• **Set problem**: Please render the part of the rows that opens with the line containing "Each instance of the turquoise" and runs through the end of the rows as a numbered list, leaving out blank lines. Include both ends and nothing else.

• **Region labeling rows**:
========

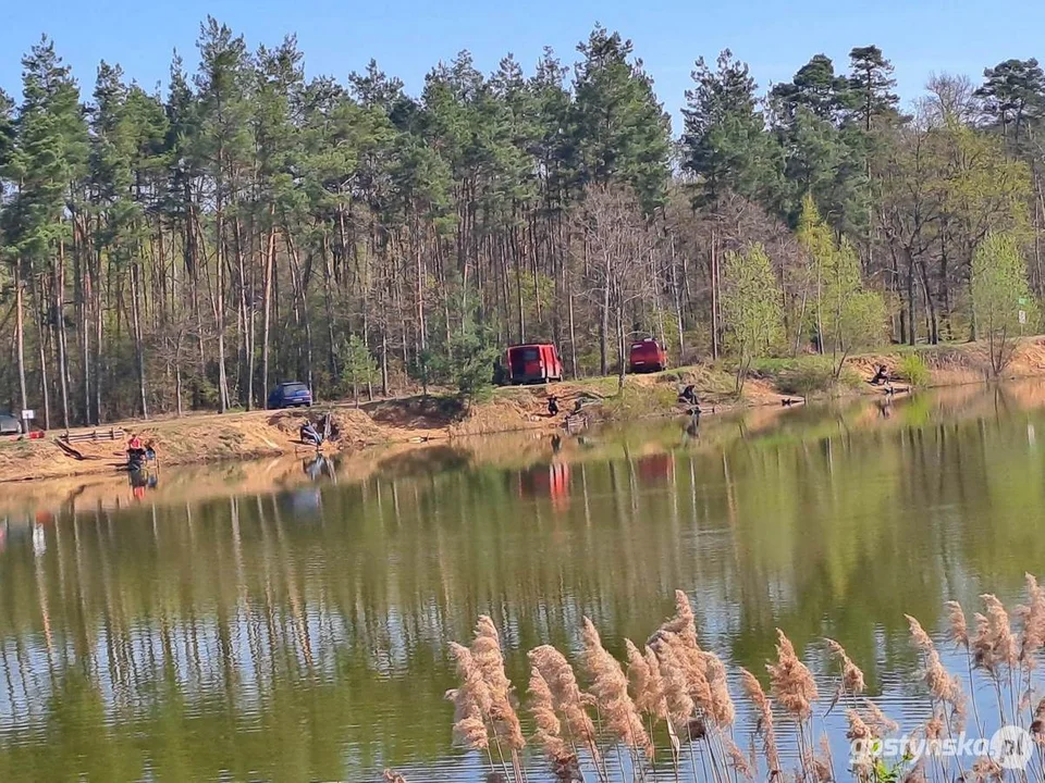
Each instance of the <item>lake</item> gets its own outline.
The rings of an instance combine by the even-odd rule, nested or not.
[[[589,617],[620,658],[676,588],[730,672],[762,674],[780,627],[829,683],[831,636],[924,720],[905,613],[943,647],[945,600],[1015,602],[1045,572],[1045,385],[884,402],[306,460],[248,489],[172,470],[0,511],[0,780],[481,781],[452,746],[451,641],[490,614],[522,693],[528,649],[576,659]]]

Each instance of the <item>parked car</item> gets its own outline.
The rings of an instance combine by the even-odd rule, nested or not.
[[[512,346],[505,365],[511,384],[551,383],[563,380],[563,362],[555,346],[546,343]]]
[[[282,383],[269,395],[269,409],[311,408],[312,390],[300,381]]]
[[[0,435],[21,435],[22,423],[11,415],[11,411],[0,408]]]
[[[660,372],[667,368],[667,353],[652,337],[631,344],[631,355],[628,358],[630,372]]]

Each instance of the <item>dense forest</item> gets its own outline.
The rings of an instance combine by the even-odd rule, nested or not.
[[[742,364],[1036,326],[1035,60],[907,109],[874,46],[764,89],[725,51],[674,135],[602,27],[571,65],[462,52],[418,96],[210,18],[197,47],[162,90],[104,62],[88,90],[44,38],[0,92],[0,400],[41,424],[396,393],[517,341],[581,376],[639,336]]]

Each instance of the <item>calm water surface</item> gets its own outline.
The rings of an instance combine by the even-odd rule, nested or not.
[[[970,387],[379,453],[249,495],[56,498],[0,524],[0,781],[478,781],[447,642],[491,614],[525,686],[527,649],[575,652],[588,616],[619,654],[676,587],[730,663],[763,671],[779,626],[824,672],[829,635],[918,720],[903,613],[938,632],[946,599],[1045,572],[1043,405]]]

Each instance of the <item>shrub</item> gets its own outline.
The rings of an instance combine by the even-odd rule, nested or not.
[[[810,357],[789,362],[776,378],[776,387],[782,393],[802,397],[827,391],[834,385],[835,368],[827,357]]]
[[[932,376],[929,365],[918,353],[907,353],[896,368],[896,375],[911,386],[927,386]]]

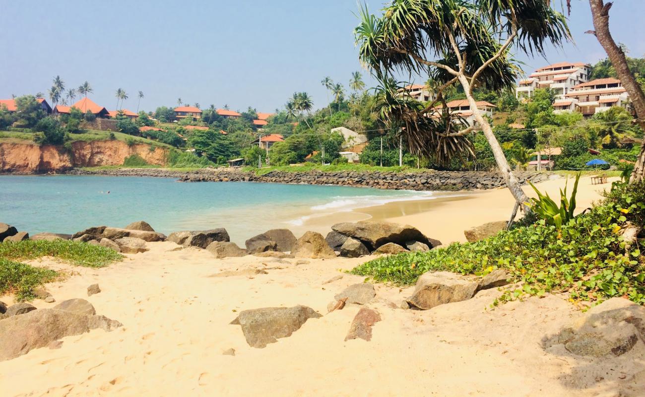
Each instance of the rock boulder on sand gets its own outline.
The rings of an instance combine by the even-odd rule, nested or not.
[[[137,221],[136,222],[132,222],[128,226],[126,226],[123,229],[126,229],[130,230],[143,230],[144,232],[154,232],[155,229],[152,229],[152,227],[150,225],[148,222],[144,221]]]
[[[589,309],[561,331],[552,344],[578,356],[621,356],[637,347],[645,353],[645,307],[612,298]],[[548,347],[548,346],[547,346]]]
[[[375,310],[361,307],[352,321],[350,331],[345,340],[361,338],[366,341],[372,340],[372,327],[381,321],[381,315]]]
[[[428,310],[435,306],[470,299],[479,283],[473,278],[450,272],[427,272],[417,281],[412,296],[406,300],[412,307]]]
[[[351,237],[347,238],[345,242],[341,246],[340,251],[341,256],[343,258],[359,258],[363,255],[370,254],[370,250],[367,249],[364,244]]]
[[[8,307],[6,311],[5,312],[5,315],[9,317],[11,316],[17,316],[18,314],[25,314],[35,309],[35,307],[33,305],[30,305],[25,302],[20,302],[19,303],[14,303]]]
[[[146,247],[146,241],[134,237],[124,237],[117,238],[114,242],[119,245],[121,252],[124,254],[139,254],[149,251]]]
[[[327,233],[327,237],[324,238],[324,239],[329,244],[329,246],[333,249],[333,250],[339,251],[341,250],[341,247],[345,243],[348,238],[349,238],[346,236],[332,230],[329,233]]]
[[[230,241],[214,241],[206,247],[215,258],[239,257],[246,255],[246,251],[235,243]]]
[[[293,245],[296,241],[295,236],[291,230],[286,229],[274,229],[267,230],[261,234],[258,234],[252,237],[246,241],[246,247],[248,247],[250,243],[256,241],[275,241],[277,247],[275,250],[278,251],[290,251],[293,248]]]
[[[94,307],[92,305],[92,303],[87,301],[84,299],[81,299],[79,298],[63,301],[58,305],[54,306],[53,309],[62,310],[66,312],[72,312],[72,313],[78,313],[79,314],[89,314],[90,316],[94,316],[96,314],[96,310],[94,309]]]
[[[398,244],[394,243],[388,243],[383,244],[374,251],[375,254],[401,254],[402,252],[409,252],[408,250]]]
[[[230,323],[242,327],[250,346],[261,349],[277,342],[279,338],[290,336],[310,318],[321,317],[319,313],[306,306],[265,307],[245,310]]]
[[[14,236],[17,232],[17,229],[13,226],[9,226],[6,223],[0,223],[0,242],[2,242],[5,238],[10,236]]]
[[[332,229],[341,234],[353,237],[362,241],[370,249],[375,249],[388,243],[405,244],[414,240],[428,244],[428,238],[416,228],[409,225],[390,222],[361,221],[352,223],[337,223]]]
[[[29,233],[26,232],[18,232],[13,236],[10,236],[5,239],[5,242],[6,241],[13,241],[17,243],[18,241],[22,241],[23,240],[29,239]]]
[[[246,240],[246,252],[249,254],[257,254],[267,251],[275,251],[278,247],[277,243],[269,240]]]
[[[350,285],[333,297],[337,301],[345,298],[348,303],[365,305],[369,303],[376,296],[374,286],[370,283],[359,283]]]
[[[332,258],[336,253],[320,233],[307,232],[293,245],[292,254],[297,258]]]
[[[121,326],[119,321],[103,316],[90,316],[72,312],[41,309],[0,321],[0,361],[25,354],[30,350],[45,347],[70,335],[90,330],[112,331]]]
[[[469,243],[479,241],[485,238],[495,236],[497,233],[506,229],[508,222],[506,221],[498,221],[497,222],[488,222],[479,226],[464,230],[464,235],[466,239]]]

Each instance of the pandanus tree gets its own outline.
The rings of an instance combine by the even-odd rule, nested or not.
[[[359,14],[359,57],[377,77],[395,72],[430,75],[441,83],[439,97],[461,85],[477,123],[460,132],[483,131],[506,186],[528,210],[528,199],[477,108],[473,88],[501,92],[514,85],[520,70],[510,51],[543,54],[548,44],[561,45],[570,38],[564,15],[547,0],[393,0],[380,18],[366,6]],[[421,113],[432,112],[437,103]]]

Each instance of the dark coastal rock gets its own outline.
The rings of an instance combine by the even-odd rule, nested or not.
[[[380,321],[381,315],[378,312],[367,307],[361,307],[352,321],[345,341],[359,338],[368,341],[372,340],[372,327]]]
[[[79,314],[89,314],[90,316],[94,316],[96,314],[96,310],[94,307],[92,305],[92,303],[87,301],[84,299],[81,299],[76,298],[74,299],[68,299],[66,301],[63,301],[56,305],[53,307],[56,310],[62,310],[66,312],[72,312],[72,313],[78,313]]]
[[[267,230],[261,234],[252,237],[246,241],[247,249],[249,245],[257,241],[275,241],[277,247],[274,250],[291,251],[296,241],[295,236],[286,229],[275,229]]]
[[[347,238],[345,242],[341,246],[341,256],[343,258],[359,258],[363,255],[369,255],[370,250],[360,241]]]
[[[267,251],[275,251],[278,244],[275,241],[268,240],[246,240],[246,252],[249,254],[257,254]]]
[[[17,232],[17,229],[13,226],[9,226],[6,223],[0,223],[0,242],[3,241],[5,238],[14,236]]]
[[[306,306],[265,307],[245,310],[230,323],[242,327],[249,346],[261,349],[281,338],[290,336],[310,318],[321,317]]]
[[[336,253],[320,233],[307,232],[298,239],[292,250],[297,258],[332,258]]]
[[[348,238],[349,238],[346,236],[332,230],[327,234],[327,237],[324,238],[324,239],[329,244],[329,246],[333,249],[333,250],[339,251],[341,250],[341,247],[345,243]]]
[[[359,283],[350,285],[342,292],[334,296],[333,299],[338,301],[347,298],[348,303],[355,305],[365,305],[369,303],[376,296],[374,286],[370,283]]]
[[[92,329],[111,331],[121,323],[103,316],[94,316],[53,309],[41,309],[0,321],[0,361],[45,347],[65,336]]]
[[[246,255],[246,251],[235,243],[230,241],[214,241],[206,247],[215,258],[239,257]]]
[[[412,296],[406,300],[411,306],[428,310],[451,302],[470,299],[479,283],[450,272],[427,272],[419,278]]]
[[[30,305],[29,303],[25,302],[21,302],[19,303],[14,303],[8,307],[6,310],[5,312],[5,315],[6,317],[17,316],[18,314],[28,313],[29,312],[35,309],[35,307],[33,305]]]
[[[137,221],[136,222],[132,222],[128,226],[126,226],[123,229],[126,229],[130,230],[142,230],[144,232],[154,232],[155,229],[152,229],[152,227],[150,225],[148,222],[144,221]]]
[[[337,223],[332,227],[332,229],[341,234],[361,240],[371,249],[377,249],[388,243],[401,245],[412,240],[426,245],[430,243],[427,237],[408,225],[361,221],[355,223]]]
[[[497,222],[488,222],[479,226],[464,230],[464,235],[466,239],[469,243],[479,241],[489,237],[492,237],[497,233],[506,229],[508,222],[506,221],[498,221]]]
[[[4,242],[12,241],[14,243],[17,243],[18,241],[22,241],[24,240],[29,239],[29,233],[26,232],[18,232],[13,236],[10,236],[5,238]]]

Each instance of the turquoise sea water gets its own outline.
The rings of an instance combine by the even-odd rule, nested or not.
[[[108,194],[108,192],[110,192]],[[74,233],[144,220],[162,233],[225,227],[231,239],[432,192],[243,182],[79,176],[0,176],[0,222],[30,234]]]

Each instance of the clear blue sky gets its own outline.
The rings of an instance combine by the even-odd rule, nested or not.
[[[368,3],[377,12],[384,1]],[[526,72],[605,57],[595,38],[583,34],[593,28],[588,3],[573,3],[576,45],[551,48],[546,60],[518,57]],[[181,97],[202,107],[272,112],[295,91],[308,92],[322,107],[323,77],[346,88],[351,72],[361,70],[354,0],[0,0],[0,98],[46,92],[57,74],[67,87],[88,81],[90,97],[108,109],[122,88],[130,96],[124,107],[132,110],[141,90],[146,110],[175,106]],[[643,15],[643,0],[617,0],[611,9],[614,37],[631,56],[645,54]]]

========

• **Complete response**:
1. Each instance of the turquoise sea water gets its own outline.
2. The rings of an instance combine by the even-odd rule, nested or not.
3. [[[108,194],[108,192],[110,192]],[[74,233],[144,220],[162,233],[225,227],[231,239],[432,192],[243,182],[79,176],[0,176],[0,222],[30,234]]]
4. Each instance of the clear blue sky gets its own outline.
5. The rings of an instance combine by the even-odd rule, nested or not.
6. [[[368,3],[377,12],[384,1]],[[526,72],[605,57],[595,38],[583,34],[593,28],[588,3],[573,3],[576,45],[551,48],[546,60],[518,57]],[[181,97],[202,107],[272,112],[295,91],[308,92],[322,107],[323,77],[346,88],[351,72],[361,70],[354,0],[0,0],[0,98],[46,92],[57,74],[67,87],[88,81],[90,97],[108,109],[122,88],[130,96],[124,107],[132,110],[141,90],[146,110],[175,106]],[[643,15],[643,0],[617,0],[611,9],[614,37],[631,56],[645,54]]]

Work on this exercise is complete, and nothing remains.